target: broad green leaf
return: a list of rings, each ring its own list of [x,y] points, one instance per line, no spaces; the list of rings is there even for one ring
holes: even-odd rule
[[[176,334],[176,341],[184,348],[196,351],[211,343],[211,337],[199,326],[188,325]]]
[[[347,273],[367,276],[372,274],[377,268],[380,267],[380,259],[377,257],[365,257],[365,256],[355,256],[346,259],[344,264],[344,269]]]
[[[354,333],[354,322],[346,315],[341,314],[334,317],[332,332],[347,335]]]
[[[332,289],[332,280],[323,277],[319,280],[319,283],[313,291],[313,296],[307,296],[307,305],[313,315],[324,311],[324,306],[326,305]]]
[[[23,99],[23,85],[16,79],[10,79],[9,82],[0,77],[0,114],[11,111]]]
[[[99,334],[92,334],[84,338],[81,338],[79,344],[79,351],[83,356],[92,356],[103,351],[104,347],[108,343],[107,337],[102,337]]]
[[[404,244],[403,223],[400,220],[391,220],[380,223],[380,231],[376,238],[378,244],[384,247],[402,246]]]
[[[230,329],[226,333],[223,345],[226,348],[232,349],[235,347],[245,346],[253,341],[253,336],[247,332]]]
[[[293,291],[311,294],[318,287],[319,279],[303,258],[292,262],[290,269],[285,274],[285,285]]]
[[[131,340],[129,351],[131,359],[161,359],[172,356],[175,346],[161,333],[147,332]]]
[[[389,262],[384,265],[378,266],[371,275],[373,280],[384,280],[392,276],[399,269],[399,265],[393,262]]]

-*-*-

What the task requires: Copy all of the lines above into your response without changing anything in them.

Answer to this task:
target: broad green leaf
return: a list of rings, each ring its own list of [x,y] points, one instance per line, no spaces; the list of rings is there even for one ring
holes: even-odd rule
[[[176,334],[176,341],[184,348],[196,351],[211,343],[211,337],[199,326],[188,325]]]
[[[347,273],[367,276],[372,274],[377,268],[380,267],[380,259],[377,257],[365,257],[365,256],[355,256],[346,259],[344,264],[344,269]]]
[[[354,333],[354,322],[346,315],[341,314],[334,317],[332,332],[347,335]]]
[[[332,289],[332,280],[323,277],[319,280],[319,283],[313,291],[313,296],[307,296],[307,305],[313,315],[324,311],[324,306],[326,305]]]
[[[23,99],[23,85],[16,79],[10,79],[9,82],[0,77],[0,114],[11,111]]]
[[[99,334],[92,334],[84,338],[81,338],[79,344],[79,351],[83,356],[92,356],[103,351],[104,347],[108,343],[107,337],[102,337]]]
[[[404,244],[403,223],[400,220],[391,220],[380,223],[380,231],[376,238],[378,244],[384,247],[402,246]]]
[[[230,329],[226,333],[223,345],[226,348],[232,349],[235,347],[245,346],[253,341],[253,336],[247,332]]]
[[[293,291],[311,294],[318,287],[319,279],[303,258],[292,262],[290,269],[285,274],[285,285]]]
[[[131,340],[129,351],[131,359],[161,359],[172,356],[175,346],[161,333],[147,332]]]
[[[389,262],[384,265],[378,266],[371,275],[373,280],[384,280],[392,276],[399,269],[399,265],[393,262]]]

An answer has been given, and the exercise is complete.